EXERCISE DIRECTIONS: List the top-level items that appear under "What to work on next:" in the shark attack analysis below, leaving out the indented sub-items.

PROVIDED TEXT:
# Analysis of Shark Attacks on the Oregon Coast

## By Warren Berg

The Oregon Coast is known for having sharks in the region, which poses a risk for surfers who like explore and enjoy the many great breaks from Brookings to Seaside. 

As an experienced surfer, the thought of being attacked by a shark seems like an unlikely threat that would never actually happen to *me*. However, this is mostly just willfull ignorance, and seriously considering the prospect of getting attacked by a shark is enough to put a shudder down any surfers spine. 

Therefore, I decided to create this project with the goal of understanding the inherent risk of being attacked by a shark on the Oregon Coast. I used historical shark attack data sourced from Globa Shark Attack File (http://www.sharkattackfile.net/). 

Hopefully, this analysis can help Oregon surfers (and myself) better understand the risks before paddling out.

In [None]:
### Great Progress!

# What to work on next:
# - Create Visualizations with Data
#    - Show geographically on map based on frequency of attacks
#    - Look at most common types of injuries
#    - visualize calendar and show months where attacks are most likely to occur
#        - Any correlation between what time of year attacks occur and which location?
#    - visualize times of day on number line
# - Clearly comment and describe what I am doing
# - Make visually elegant, reduce amount of code

In [181]:
#First Import the necessary packages

import pandas as pd
import numpy as np

In [182]:
cd C:\Users\wberg\OneDrive\Documents\Data Projects

C:\Users\wberg\OneDrive\Documents\Data Projects


In [183]:
# import West Coast Shark Attack Data
# Sourced From: Global Shark Attack File at http://www.sharkattackfile.net/

shark_data = pd.read_excel("Shark Attack Data West Coast.xlsx")

In [184]:
# Filter data to include only attacks from Oregon

oregon_attacks = pd.DataFrame(shark_data[shark_data["Area"] == "Oregon"])

In [185]:
oregon_attacks

Unnamed: 0,Case Number,Date,Year,Type,Country,Area,Location,Activity,Name,Sex,Age,Injury,Fatal (Y/N),Time,Species,Investigator or Source
9,2019.03.05.b,05-Mar-2019,2019,Unprovoked,USA,Oregon,"Cape Kiwanda, Tillamook County",Surfing,Nathan Holstedt,M,,"No injury, board bitten and dented",N,08h30,,"M. Michaelson, GSAF"
27,2016.10.10,10-Oct-2016,2016,Unprovoked,USA,Oregon,"Indian Beach, Ecola State Park, Clatsop County",Surfing,Joseph Tanner,M,29.0,Wounds to upper thigh and lower leg,N,16h00,,"UP Beacon, 10/12/2016"

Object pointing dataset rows
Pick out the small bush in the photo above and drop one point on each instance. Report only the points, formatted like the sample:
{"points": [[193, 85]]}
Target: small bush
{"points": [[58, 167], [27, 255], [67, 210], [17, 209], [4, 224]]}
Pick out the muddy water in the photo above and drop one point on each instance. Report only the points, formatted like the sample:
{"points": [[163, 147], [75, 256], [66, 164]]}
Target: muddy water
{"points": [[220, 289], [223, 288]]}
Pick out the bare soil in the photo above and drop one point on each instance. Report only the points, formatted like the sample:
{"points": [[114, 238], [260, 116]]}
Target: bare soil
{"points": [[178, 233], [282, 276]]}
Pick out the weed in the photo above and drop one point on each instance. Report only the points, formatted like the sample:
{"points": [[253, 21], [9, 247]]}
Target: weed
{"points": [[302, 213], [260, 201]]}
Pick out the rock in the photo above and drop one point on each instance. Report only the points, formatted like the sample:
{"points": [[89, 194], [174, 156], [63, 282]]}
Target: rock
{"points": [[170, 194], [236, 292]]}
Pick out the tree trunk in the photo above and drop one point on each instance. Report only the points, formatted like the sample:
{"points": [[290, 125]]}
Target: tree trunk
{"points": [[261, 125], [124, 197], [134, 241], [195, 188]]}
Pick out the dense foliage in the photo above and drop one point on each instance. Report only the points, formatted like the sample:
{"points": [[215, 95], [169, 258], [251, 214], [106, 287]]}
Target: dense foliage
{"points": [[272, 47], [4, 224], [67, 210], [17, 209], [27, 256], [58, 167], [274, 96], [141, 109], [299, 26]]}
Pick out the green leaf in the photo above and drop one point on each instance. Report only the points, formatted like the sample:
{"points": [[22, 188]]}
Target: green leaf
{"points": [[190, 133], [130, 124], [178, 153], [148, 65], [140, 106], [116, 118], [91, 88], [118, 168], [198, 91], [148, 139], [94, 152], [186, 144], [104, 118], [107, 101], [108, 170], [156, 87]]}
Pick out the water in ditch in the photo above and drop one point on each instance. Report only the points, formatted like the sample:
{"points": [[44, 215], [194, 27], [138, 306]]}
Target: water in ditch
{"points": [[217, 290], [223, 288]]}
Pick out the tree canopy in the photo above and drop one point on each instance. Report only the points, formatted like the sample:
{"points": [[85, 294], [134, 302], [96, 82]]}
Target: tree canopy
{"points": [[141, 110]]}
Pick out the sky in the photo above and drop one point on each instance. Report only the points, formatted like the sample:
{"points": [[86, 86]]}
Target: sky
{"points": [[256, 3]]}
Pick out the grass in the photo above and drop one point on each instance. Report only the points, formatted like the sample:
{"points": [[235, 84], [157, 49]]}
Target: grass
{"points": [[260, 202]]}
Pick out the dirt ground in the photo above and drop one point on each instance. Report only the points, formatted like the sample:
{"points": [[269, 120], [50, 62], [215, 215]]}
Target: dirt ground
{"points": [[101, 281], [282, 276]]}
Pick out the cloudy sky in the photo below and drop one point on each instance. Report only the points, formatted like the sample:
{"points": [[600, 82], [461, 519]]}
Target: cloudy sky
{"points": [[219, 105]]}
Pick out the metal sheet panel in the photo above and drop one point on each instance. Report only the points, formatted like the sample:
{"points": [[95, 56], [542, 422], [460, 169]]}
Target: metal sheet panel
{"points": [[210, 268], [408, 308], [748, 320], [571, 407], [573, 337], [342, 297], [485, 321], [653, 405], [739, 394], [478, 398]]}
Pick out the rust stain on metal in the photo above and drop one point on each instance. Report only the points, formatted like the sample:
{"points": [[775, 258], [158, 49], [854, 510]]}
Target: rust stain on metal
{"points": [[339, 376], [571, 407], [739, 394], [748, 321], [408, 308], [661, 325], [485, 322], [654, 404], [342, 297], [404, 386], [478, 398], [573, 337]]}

EXERCISE ANSWER:
- Create Visualizations with Data
- Clearly comment and describe what I am doing
- Make visually elegant, reduce amount of code